Stored records:
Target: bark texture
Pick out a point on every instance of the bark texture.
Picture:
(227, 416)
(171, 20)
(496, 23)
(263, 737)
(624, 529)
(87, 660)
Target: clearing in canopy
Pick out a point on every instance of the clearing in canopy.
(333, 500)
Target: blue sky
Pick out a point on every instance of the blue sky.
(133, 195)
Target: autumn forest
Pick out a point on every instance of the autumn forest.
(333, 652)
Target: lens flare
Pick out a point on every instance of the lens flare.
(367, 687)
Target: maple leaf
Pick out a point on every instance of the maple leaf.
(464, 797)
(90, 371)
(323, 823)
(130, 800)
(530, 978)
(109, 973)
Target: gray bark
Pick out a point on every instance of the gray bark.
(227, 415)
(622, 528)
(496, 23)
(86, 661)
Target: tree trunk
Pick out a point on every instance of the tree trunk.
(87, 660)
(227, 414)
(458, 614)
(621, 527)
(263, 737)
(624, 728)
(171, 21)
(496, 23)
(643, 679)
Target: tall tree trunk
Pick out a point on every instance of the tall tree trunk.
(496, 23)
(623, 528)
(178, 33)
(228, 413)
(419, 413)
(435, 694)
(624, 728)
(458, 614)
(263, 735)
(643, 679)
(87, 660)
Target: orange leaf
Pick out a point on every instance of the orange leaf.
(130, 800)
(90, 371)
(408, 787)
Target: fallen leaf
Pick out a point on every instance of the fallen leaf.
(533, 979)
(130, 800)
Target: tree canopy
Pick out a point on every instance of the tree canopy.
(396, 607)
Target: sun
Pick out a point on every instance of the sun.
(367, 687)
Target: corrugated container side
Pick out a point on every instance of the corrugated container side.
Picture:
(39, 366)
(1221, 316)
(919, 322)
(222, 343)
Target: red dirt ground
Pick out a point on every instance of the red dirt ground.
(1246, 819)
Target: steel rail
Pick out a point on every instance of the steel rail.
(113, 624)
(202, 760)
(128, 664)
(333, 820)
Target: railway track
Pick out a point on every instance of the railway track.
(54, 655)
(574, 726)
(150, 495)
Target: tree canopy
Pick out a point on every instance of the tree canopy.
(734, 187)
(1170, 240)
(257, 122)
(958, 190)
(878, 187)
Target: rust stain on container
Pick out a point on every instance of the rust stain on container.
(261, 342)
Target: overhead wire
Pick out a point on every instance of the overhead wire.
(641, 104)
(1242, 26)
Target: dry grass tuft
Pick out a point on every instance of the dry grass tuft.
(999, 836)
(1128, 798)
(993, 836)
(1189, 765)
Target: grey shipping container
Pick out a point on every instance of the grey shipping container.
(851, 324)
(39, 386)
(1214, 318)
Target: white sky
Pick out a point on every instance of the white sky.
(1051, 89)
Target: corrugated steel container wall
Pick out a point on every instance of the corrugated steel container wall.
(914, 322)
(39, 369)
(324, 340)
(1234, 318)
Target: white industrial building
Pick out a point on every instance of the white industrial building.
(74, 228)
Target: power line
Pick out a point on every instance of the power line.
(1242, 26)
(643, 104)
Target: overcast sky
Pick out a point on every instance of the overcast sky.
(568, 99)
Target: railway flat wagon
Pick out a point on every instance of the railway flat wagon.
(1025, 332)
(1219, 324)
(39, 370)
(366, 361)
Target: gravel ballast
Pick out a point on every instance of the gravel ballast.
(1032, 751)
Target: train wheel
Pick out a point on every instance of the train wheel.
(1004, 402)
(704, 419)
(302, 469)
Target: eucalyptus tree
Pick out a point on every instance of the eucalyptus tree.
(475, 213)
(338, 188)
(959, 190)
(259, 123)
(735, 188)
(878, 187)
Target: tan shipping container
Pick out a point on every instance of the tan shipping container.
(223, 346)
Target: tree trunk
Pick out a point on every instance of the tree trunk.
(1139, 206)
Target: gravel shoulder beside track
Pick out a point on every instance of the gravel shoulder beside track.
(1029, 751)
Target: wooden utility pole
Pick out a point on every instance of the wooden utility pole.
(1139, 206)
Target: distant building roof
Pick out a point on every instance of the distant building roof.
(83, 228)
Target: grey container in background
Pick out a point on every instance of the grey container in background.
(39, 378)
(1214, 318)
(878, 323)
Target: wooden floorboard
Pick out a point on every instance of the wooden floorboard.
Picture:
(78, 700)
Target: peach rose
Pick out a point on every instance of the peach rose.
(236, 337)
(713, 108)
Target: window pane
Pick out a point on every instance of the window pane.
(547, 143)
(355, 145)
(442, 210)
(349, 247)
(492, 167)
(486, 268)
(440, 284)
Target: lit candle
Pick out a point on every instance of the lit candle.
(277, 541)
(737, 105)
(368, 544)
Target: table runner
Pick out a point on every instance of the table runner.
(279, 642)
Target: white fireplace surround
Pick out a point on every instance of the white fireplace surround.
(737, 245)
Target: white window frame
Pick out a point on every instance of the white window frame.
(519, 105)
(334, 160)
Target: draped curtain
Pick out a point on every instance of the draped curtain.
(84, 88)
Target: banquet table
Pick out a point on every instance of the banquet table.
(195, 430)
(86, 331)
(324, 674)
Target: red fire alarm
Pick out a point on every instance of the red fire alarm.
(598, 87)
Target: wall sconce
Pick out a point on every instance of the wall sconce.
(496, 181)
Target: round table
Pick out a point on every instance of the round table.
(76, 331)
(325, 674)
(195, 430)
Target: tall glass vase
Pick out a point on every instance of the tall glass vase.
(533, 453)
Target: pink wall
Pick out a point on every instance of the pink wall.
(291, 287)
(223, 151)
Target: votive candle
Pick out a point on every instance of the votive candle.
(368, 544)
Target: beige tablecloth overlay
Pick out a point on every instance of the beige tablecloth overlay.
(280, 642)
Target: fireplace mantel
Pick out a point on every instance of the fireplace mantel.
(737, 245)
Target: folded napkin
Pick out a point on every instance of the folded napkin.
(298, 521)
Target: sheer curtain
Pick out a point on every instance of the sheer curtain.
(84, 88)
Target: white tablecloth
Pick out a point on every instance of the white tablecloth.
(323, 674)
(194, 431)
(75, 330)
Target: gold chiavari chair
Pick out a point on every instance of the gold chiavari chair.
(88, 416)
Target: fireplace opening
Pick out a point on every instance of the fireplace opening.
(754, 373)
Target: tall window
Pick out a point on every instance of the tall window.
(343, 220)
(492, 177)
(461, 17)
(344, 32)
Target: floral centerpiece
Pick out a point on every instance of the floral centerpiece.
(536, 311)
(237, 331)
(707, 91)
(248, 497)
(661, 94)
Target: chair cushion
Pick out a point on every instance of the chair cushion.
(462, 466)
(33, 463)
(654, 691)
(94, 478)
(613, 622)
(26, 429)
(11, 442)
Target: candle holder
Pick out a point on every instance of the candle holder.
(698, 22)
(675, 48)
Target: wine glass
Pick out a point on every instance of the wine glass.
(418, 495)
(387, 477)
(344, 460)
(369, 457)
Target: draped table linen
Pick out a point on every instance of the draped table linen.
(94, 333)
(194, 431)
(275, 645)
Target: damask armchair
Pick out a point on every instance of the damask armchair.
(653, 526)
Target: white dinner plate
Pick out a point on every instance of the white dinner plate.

Task requirements:
Quote the data above in full, changing nothing.

Exercise response:
Target: bark texture
Pick out a point on every instance of the bark texture.
Picture:
(227, 416)
(171, 20)
(496, 23)
(263, 737)
(624, 529)
(87, 660)
Target: clearing in canopy
Pick out a point on every instance of the clearing in canopy.
(333, 500)
Target: blue sky
Pick out a point on every instance of the blue sky.
(133, 195)
Target: autumn forest
Pick out a point on every instance of the autumn forest.
(333, 652)
Target: lens flare
Pick out a point on every instance of the lens flare.
(367, 687)
Target: maple leaf
Pick out a point on every instance of the maple leaf.
(464, 797)
(90, 371)
(323, 823)
(130, 800)
(530, 978)
(109, 973)
Target: gray bark
Pick out a point on every instance of the gray bark.
(227, 415)
(622, 528)
(496, 23)
(86, 661)
Target: tree trunk
Pick out a point on every instance of the tree trunk.
(87, 660)
(227, 414)
(458, 614)
(621, 527)
(263, 737)
(624, 728)
(171, 21)
(496, 23)
(643, 679)
Target: tall tree trunk
Pick out a point on every instance of the tall tree trunk.
(496, 23)
(623, 528)
(178, 33)
(228, 413)
(419, 413)
(435, 694)
(624, 728)
(458, 614)
(263, 735)
(643, 679)
(87, 660)
Target: orange leaf
Pick out a point on every instance of the orange leaf.
(130, 800)
(90, 371)
(408, 787)
Target: fallen leaf
Pick out a point on every instance of the fallen leaf.
(533, 979)
(130, 800)
Target: tree canopy
Pick out a point on every instance of the tree canopy.
(396, 607)
Target: sun
Pick out a point on every instance of the sun.
(367, 687)
Target: corrugated container side
Pick out a point on every instance of the corrugated container side.
Picture:
(39, 366)
(1221, 316)
(919, 322)
(222, 343)
Target: red dirt ground
Pick out a point on every instance of the red dirt ground.
(1246, 819)
Target: steel rail
Pick out a point on every instance of the steel rail.
(113, 624)
(202, 760)
(128, 664)
(333, 820)
Target: railway track
Pick out a point on every instance of the railway track.
(54, 655)
(574, 726)
(150, 495)
Target: tree canopy
Pick out a point on every instance of the tree canopy.
(734, 187)
(1170, 240)
(257, 122)
(958, 190)
(878, 187)
Target: rust stain on container
Pick out a point on every instance of the rust stain on container.
(261, 342)
Target: overhead wire
Pick out a point on every instance of the overhead wire.
(641, 104)
(1242, 26)
Target: dry grass tuft
Pick out a point on every instance of the dry grass tuft.
(999, 836)
(1128, 798)
(993, 836)
(1189, 765)
Target: grey shipping container
Pick out a point on every instance of the grey shipping container.
(851, 324)
(39, 386)
(1214, 318)
Target: white sky
Pick out a point on every instance of the white sky.
(1051, 89)
Target: corrugated steel container wall
Pick out a point on every instance of the corrugated steel container wall.
(914, 322)
(39, 369)
(324, 340)
(1234, 318)
Target: white industrial building
Pick out a point on every instance of the white industrial building.
(74, 228)
Target: power line
Pick out a point on every instance of the power line.
(1242, 26)
(643, 104)
Target: overcast sky
Pick out a point on every instance of the overcast sky.
(568, 99)
Target: railway flat wagon
Pick out a point on every instance of the railway flat wagon.
(1025, 332)
(1219, 324)
(39, 370)
(366, 361)
Target: gravel ballast
Pick out a point on every instance of the gravel ballast.
(1032, 751)
Target: train wheel
Pick out a point on every instance of the train wheel.
(1004, 402)
(704, 419)
(302, 469)
Target: eucalyptus tree
Pick out a point on every instance of the eucalyptus tree.
(475, 213)
(338, 188)
(959, 190)
(259, 123)
(735, 188)
(878, 187)
Target: tan shipping container
Pick out a point on every instance of the tan shipping container.
(223, 346)
Target: tree trunk
Pick out a point on every instance of the tree trunk.
(1139, 206)
Target: gravel shoulder beside track
Pick out a point on every instance of the gravel shoulder beside track.
(1029, 751)
Target: wooden utility pole
Pick out a point on every instance of the wooden utility pole.
(1139, 206)
Target: distant building roof
Pick out a point on every instance of the distant building roof.
(83, 228)
Target: grey container in background
Pick out a point on every instance of the grey container in background.
(39, 378)
(1214, 318)
(878, 323)
Target: wooden floorboard
Pick out a point on every instance of the wooden floorboard.
Picture:
(78, 700)
Target: peach rose
Pick out a point on every instance of the peach rose.
(236, 337)
(713, 108)
Target: window pane
Pick out a point on every instance of the window pane.
(547, 143)
(355, 145)
(442, 210)
(349, 247)
(492, 167)
(486, 268)
(440, 284)
Target: lit candle
Pick out a point on every instance of the lit candle.
(277, 541)
(737, 105)
(368, 544)
Target: table runner
Pick out a point on every instance of the table runner.
(279, 642)
Target: white fireplace surround
Pick out a point on every instance of the white fireplace surround.
(737, 245)
Target: white window frame
Pick out a point on every instance of the white window frame.
(519, 105)
(334, 160)
Target: draped curtain
Pick out a point on every instance of the draped curtain.
(84, 88)
Target: banquet table
Pick out a point on every instance of the banquet table.
(195, 430)
(86, 331)
(324, 674)
Target: red fire alarm
Pick out a point on every instance of the red fire alarm.
(598, 87)
Target: wall sconce
Pick out a point on every instance of the wall sconce.
(496, 181)
Target: round table
Pick out a point on every instance of the round table.
(76, 331)
(325, 674)
(195, 430)
Target: tall glass vase
Pick out a point on every instance of the tall glass vase.
(533, 453)
Target: pink wall
Pick out a point on every instance of the pink wall.
(291, 287)
(223, 151)
Target: votive candle
Pick out a point on every instance of the votive candle.
(368, 544)
Target: beige tablecloth overlay
Pick out a point on every instance of the beige tablecloth overlay.
(280, 642)
Target: fireplace mantel
Pick out a point on every instance of the fireplace mantel.
(737, 245)
Target: folded napkin
Pick out a point on every instance of the folded napkin.
(298, 521)
Target: sheer curtain
Pick out a point on every instance of the sheer curtain.
(84, 88)
Target: white tablecloth
Pick out a point on every instance of the white tablecloth.
(323, 674)
(194, 431)
(75, 330)
Target: gold chiavari chair
Pick out a point on every instance of the gold chiavari chair.
(88, 416)
Target: fireplace opening
Pick out a point on every instance of the fireplace opening.
(754, 373)
Target: tall window
Pick out a point on every instance of the tall window.
(343, 220)
(492, 177)
(461, 17)
(344, 32)
Target: floral centerpiece
Pick out a point on every instance of the floral centerpiece.
(536, 311)
(237, 331)
(707, 91)
(248, 497)
(661, 94)
Target: chair cushion
Pick out a point on every instance of the chair cushion.
(462, 466)
(33, 463)
(654, 691)
(94, 478)
(613, 622)
(26, 429)
(11, 442)
Target: candle holder
Pick out a point on every instance of the candle holder.
(698, 22)
(675, 48)
Target: wine glass
Pick out a point on every instance of the wine glass.
(418, 495)
(387, 477)
(344, 460)
(369, 457)
Target: draped table linen
Pick out a point on every instance of the draped table linen.
(94, 333)
(194, 431)
(275, 645)
Target: damask armchair
Pick out a point on every instance of the damask armchair.
(653, 526)
Target: white dinner plate
Pick out a point on every instance of the white dinner plate.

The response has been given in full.